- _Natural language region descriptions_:
--------------------------------

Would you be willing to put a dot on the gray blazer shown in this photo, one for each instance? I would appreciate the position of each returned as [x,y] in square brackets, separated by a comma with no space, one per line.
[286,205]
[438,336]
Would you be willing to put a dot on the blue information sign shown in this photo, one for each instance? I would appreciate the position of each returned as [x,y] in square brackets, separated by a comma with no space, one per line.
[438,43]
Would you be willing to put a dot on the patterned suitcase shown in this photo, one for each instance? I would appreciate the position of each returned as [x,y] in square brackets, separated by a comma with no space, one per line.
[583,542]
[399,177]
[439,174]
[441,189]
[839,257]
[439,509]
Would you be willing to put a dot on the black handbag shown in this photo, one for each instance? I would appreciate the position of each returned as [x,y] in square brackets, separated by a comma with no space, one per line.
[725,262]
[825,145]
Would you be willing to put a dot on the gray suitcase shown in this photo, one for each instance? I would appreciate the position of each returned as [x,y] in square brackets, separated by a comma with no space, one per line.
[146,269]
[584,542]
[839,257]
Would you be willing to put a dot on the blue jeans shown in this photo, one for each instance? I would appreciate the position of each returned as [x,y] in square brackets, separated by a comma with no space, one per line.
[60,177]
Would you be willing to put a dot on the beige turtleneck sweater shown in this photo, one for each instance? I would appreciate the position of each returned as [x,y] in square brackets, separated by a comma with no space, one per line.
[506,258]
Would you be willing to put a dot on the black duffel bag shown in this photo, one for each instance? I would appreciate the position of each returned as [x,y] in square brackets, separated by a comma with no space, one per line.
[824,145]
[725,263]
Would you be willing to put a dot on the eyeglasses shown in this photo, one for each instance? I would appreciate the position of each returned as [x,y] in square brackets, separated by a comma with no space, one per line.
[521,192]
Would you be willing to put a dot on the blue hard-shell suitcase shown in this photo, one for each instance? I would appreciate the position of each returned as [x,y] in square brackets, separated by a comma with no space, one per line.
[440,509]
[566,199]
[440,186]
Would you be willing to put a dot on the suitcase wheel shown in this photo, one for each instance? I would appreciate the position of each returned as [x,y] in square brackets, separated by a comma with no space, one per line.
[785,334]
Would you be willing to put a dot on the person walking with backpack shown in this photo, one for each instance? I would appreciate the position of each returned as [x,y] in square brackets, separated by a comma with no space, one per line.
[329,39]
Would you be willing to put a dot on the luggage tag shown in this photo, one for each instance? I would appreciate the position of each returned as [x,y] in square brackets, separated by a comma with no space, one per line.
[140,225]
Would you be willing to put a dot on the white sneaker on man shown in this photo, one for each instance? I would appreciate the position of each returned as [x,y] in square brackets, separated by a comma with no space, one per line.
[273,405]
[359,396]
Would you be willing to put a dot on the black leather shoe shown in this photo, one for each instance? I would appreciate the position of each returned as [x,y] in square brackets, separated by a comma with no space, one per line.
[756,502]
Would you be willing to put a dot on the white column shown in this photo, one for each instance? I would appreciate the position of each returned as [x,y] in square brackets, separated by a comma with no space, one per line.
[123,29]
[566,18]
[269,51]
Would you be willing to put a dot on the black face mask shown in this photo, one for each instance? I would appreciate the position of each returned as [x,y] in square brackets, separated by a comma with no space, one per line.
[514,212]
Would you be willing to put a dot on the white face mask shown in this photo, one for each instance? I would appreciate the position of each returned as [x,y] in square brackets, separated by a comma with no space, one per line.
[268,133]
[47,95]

--------------------------------

- _Assigned task_:
From beginning to end, the data must be duplicated exactly.

- _Response box_:
Would you be willing to put a dot on the gray blazer shown in this photo, one for each instance? I would appreciate the position of each returned as [x,y] in square brackets, separated by a comma with no space, one per line.
[286,205]
[438,336]
Would you be willing to put a dot on the blue information sign shown in this photo, one for each instance? I would appreciate the position of each returned as [x,y] in square brackets, separated by a comma with no space, one per line.
[438,43]
Would you be willing to put a dot on the patterned suitcase shown in this photo, one for each instance? I would appreciate the position of each returned as [x,y] in square brackets, separated by a comma with no space, one per line.
[583,542]
[399,177]
[439,174]
[441,189]
[839,257]
[439,509]
Would you be willing to put a dot on the black handbag shown in this photo, one for each instance? I would appreciate the position of each returned as [x,y] in square brackets, separated by a comma with no space, one per line.
[725,262]
[825,145]
Would you be willing to put a dot on the gray suitcase shown in this photo, one for each instance? I would appreciate the position of each returned as [x,y] in square brackets, separated by a comma with no space, one per line.
[146,269]
[584,542]
[839,257]
Would you be willing to put a dot on the blue jeans shown in this photo, one for each instance? I would appreciate the position of each returned as [x,y] in square brackets, separated by a comma with no space, one per line.
[60,177]
Would you be willing to put a dot on the beige turtleneck sweater shown in this photo, one for each instance? I would appreciate the position of each returned as [x,y] in square brackets, separated by a comma with no space, one per line.
[506,258]
Would you be willing to put a dot on the black duffel bag shown in this photo, one for each instance? I would appreciate the position of each returned as [x,y] in square brackets, separated by a comma with no space, one per line.
[824,145]
[725,263]
Would you be willing to put a dot on the eyeglasses shown in this photo, one for each instance? I would appreciate the position of each returned as [x,y] in square brackets, separated by a comma with no space, one per line.
[521,192]
Would you be willing to put a dot on the blue hard-shell suitcase shown in this photo, one for each instance? I would appreciate the position of each returned as [x,y] in square brackets, separated by a comma with no space, one per line.
[440,509]
[566,199]
[440,186]
Would you be willing to put a dot on the suitcase wheel shown in this photo, one for each instance? I would appreciate the position of each returned as [x,y] in square brackets, separated by a comma with no space, one per line.
[785,334]
Would you be willing to put a dot on the person walking with backpack shown in this photo, one for each instance? I would appreciate the position of each returned as [x,y] in square brackets, separated by a comma with no space, one per line.
[329,39]
Would you be willing to put a dot on the luggage tag shown in this photo, one for each instance? I would appreciate the position of each returned as [x,y] in square brackets, separated by a comma with no space, one per line.
[140,225]
Would you be willing to put a dot on the white sneaker on man shown in this photo, one for each instance? I would appreciate the position of each returned as [x,y] in square brackets, separated by a comma with no space, one per line.
[273,405]
[359,396]
Would you be willing to put a dot on the black leather shoe shown in this photo, one for each instance? I would appreciate the position of each returned as [x,y] in square brackets, separated by a comma with no space, one per line.
[756,502]
Would you be willing to put a dot on the white column shown in this photo, one for each instance? I would appreciate the position of each returned as [x,y] in square brackets, separated by a comma with no space, one per line.
[123,29]
[566,18]
[269,51]
Would you be willing to put a dot on the black face mask shown in this photo, one for each instance? I would appreciate the position of each returned as [x,y] in square brackets, separated by a comma with no space, one per line.
[514,212]
Would you be willing to put a dot on the white face mask shown in this photo, one for each instance? I would appreciate the position of each returned as [x,y] in square brackets, separated by a comma with no space, one per line.
[268,133]
[47,95]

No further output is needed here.